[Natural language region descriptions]
+---+

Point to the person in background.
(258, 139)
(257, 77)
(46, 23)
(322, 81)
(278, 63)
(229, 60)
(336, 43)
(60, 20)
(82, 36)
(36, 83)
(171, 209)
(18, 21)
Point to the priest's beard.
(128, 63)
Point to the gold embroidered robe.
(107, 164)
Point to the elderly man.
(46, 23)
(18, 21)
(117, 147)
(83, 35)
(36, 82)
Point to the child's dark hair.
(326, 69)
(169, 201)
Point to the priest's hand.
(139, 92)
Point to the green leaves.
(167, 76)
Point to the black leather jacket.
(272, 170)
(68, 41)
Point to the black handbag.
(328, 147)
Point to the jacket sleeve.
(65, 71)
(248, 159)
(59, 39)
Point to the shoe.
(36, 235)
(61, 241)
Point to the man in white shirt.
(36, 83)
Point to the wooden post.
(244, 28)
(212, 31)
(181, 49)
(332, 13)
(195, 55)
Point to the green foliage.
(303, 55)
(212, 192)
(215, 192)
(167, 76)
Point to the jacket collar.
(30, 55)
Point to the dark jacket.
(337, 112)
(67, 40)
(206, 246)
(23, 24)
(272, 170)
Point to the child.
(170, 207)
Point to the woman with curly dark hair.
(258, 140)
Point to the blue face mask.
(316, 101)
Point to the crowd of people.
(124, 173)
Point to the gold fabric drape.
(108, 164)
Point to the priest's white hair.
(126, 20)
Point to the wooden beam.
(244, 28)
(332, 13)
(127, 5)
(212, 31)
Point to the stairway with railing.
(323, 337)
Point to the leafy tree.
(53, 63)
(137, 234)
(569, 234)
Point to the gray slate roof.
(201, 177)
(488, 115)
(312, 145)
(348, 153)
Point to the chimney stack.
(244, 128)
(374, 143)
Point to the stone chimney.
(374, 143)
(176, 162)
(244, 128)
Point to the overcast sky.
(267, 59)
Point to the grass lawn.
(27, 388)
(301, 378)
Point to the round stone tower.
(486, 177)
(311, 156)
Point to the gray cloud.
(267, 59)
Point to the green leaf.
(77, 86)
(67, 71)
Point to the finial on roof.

+---+

Without skipping anything, transcribe every line above exactly.

▶ SOLUTION FOR THIS TASK:
Point to the person in background.
(258, 139)
(257, 77)
(46, 23)
(322, 81)
(278, 63)
(229, 60)
(336, 43)
(60, 20)
(82, 36)
(36, 83)
(171, 209)
(18, 21)
Point to the priest's beard.
(128, 63)
Point to the gold embroidered robe.
(107, 164)
Point to the elderly man.
(46, 23)
(18, 21)
(117, 147)
(83, 35)
(36, 82)
Point to the child's dark hair.
(326, 69)
(169, 201)
Point to the priest's hand.
(139, 92)
Point to the green leaves.
(167, 76)
Point to the black leather jacket.
(272, 170)
(68, 41)
Point to the black handbag.
(328, 147)
Point to the jacket sleeve.
(65, 71)
(248, 159)
(59, 39)
Point to the shoe.
(36, 235)
(61, 241)
Point to the man in white shirt.
(36, 83)
Point to the wooden post.
(244, 28)
(212, 31)
(181, 49)
(332, 13)
(195, 55)
Point to the green foliage.
(303, 55)
(212, 192)
(215, 192)
(167, 76)
Point to the jacket collar.
(30, 55)
Point to the dark jacket.
(337, 112)
(67, 40)
(206, 246)
(23, 24)
(272, 170)
Point to the child.
(170, 207)
Point to the woman with curly dark hair.
(258, 140)
Point to the blue face mask.
(316, 101)
Point to the crowd of people.
(124, 173)
Point to the gold fabric drape.
(108, 164)
Point to the priest's white hair.
(126, 20)
Point to the wooden beam.
(244, 28)
(332, 13)
(127, 5)
(212, 31)
Point to the stairway with railing.
(323, 337)
Point to the leafy tree.
(53, 63)
(137, 234)
(569, 234)
Point to the gray slate roof.
(201, 177)
(488, 115)
(312, 145)
(348, 153)
Point to the chimney stack.
(244, 128)
(374, 143)
Point to the stone chimney.
(374, 143)
(176, 162)
(244, 128)
Point to the overcast sky.
(267, 59)
Point to the grass lawn.
(27, 388)
(301, 378)
Point to the round stone tower.
(486, 177)
(311, 156)
Point to the gray cloud.
(267, 59)
Point to the green leaf.
(77, 86)
(67, 71)
Point to the finial on roof.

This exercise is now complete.